Task material ▸

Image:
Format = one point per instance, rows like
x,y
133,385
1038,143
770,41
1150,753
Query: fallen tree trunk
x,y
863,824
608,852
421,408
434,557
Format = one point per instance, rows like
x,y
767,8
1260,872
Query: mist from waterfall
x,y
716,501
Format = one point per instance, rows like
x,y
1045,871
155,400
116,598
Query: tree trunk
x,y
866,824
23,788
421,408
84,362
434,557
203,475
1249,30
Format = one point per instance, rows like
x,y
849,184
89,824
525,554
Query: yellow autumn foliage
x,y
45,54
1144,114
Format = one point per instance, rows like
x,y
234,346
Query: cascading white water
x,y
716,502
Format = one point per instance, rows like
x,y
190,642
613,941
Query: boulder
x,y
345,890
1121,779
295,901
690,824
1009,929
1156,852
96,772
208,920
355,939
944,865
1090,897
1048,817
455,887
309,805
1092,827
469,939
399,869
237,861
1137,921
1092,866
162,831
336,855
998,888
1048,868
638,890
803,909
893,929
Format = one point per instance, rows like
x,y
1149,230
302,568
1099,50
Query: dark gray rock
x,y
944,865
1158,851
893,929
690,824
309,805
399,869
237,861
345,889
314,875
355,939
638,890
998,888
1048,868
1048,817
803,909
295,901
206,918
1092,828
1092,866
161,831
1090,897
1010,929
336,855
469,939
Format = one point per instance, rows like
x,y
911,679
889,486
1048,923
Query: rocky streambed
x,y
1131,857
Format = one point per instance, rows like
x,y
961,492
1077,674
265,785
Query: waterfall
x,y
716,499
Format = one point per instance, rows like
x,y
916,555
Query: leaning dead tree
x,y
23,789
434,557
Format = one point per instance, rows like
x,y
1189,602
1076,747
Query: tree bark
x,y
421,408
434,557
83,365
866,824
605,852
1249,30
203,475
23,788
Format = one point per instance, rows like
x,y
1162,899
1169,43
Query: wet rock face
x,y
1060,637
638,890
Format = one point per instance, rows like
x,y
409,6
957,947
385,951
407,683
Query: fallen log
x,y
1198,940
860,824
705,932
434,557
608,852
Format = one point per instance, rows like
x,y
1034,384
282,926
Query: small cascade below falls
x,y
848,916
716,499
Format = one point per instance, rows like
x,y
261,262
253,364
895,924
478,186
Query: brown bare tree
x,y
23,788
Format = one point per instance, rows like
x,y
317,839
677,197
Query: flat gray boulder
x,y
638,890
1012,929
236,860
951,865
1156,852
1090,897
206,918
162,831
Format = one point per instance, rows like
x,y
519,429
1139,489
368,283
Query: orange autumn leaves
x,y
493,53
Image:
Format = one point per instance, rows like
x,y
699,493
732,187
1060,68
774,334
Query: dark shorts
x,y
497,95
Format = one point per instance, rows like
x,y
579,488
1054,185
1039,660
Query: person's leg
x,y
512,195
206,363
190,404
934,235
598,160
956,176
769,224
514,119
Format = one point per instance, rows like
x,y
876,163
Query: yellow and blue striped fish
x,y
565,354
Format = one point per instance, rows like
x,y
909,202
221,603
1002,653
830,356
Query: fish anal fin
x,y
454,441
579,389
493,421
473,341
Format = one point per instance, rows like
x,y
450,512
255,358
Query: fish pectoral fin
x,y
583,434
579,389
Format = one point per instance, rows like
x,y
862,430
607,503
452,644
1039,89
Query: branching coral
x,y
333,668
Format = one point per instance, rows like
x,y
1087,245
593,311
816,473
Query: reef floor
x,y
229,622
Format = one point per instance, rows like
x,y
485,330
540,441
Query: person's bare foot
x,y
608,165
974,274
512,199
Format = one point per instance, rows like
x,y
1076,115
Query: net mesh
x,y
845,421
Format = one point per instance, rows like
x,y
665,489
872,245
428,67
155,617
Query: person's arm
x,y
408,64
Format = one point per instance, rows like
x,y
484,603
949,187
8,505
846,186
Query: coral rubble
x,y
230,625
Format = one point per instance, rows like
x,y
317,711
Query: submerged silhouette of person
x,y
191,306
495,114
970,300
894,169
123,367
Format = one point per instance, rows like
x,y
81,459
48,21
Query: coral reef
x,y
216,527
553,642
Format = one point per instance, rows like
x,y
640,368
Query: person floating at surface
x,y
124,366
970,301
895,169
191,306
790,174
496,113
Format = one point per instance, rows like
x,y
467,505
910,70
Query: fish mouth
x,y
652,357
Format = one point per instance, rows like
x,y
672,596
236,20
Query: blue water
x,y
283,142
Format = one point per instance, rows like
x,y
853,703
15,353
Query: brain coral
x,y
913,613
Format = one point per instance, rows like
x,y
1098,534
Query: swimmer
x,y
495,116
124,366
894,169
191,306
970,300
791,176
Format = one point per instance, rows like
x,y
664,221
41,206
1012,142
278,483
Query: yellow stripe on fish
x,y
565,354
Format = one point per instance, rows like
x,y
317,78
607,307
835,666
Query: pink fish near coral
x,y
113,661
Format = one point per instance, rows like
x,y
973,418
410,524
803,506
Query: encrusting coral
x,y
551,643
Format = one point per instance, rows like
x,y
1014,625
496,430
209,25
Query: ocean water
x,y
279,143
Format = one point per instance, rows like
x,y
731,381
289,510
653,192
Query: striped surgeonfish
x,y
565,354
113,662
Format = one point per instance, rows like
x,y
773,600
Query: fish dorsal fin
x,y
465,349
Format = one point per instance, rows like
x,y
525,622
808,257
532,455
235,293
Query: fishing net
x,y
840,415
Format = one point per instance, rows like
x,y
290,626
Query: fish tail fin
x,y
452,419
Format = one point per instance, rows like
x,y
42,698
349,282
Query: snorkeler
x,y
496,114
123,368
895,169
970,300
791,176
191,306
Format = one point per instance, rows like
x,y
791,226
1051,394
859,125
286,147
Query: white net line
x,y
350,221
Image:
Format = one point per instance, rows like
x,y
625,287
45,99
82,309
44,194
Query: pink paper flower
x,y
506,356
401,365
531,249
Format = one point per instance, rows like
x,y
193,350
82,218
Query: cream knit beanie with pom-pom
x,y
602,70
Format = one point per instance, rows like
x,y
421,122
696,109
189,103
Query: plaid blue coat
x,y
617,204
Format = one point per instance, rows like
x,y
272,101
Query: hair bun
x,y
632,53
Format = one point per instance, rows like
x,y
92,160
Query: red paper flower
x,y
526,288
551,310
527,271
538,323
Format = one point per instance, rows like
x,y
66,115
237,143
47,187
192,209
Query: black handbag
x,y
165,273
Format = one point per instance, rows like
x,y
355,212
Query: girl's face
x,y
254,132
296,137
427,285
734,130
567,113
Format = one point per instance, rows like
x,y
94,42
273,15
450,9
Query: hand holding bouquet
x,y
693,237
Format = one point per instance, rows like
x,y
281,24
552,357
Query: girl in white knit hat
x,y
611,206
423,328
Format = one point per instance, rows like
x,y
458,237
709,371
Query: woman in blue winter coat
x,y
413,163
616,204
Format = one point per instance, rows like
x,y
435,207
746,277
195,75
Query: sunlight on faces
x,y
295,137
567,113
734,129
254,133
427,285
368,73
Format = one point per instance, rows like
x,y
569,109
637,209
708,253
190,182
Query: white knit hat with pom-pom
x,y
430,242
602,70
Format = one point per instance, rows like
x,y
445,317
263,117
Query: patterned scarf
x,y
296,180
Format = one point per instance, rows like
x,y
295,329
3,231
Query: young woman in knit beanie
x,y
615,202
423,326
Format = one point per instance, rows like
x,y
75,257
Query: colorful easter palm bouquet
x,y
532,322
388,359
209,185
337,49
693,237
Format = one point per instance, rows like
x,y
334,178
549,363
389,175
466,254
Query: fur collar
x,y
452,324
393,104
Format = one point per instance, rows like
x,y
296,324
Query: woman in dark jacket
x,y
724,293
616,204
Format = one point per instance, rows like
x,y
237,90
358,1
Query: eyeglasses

What you are asked to do ▸
How many lines in the rows above contain the word "fallen"? Reply with the number alone.

Full output ▸
2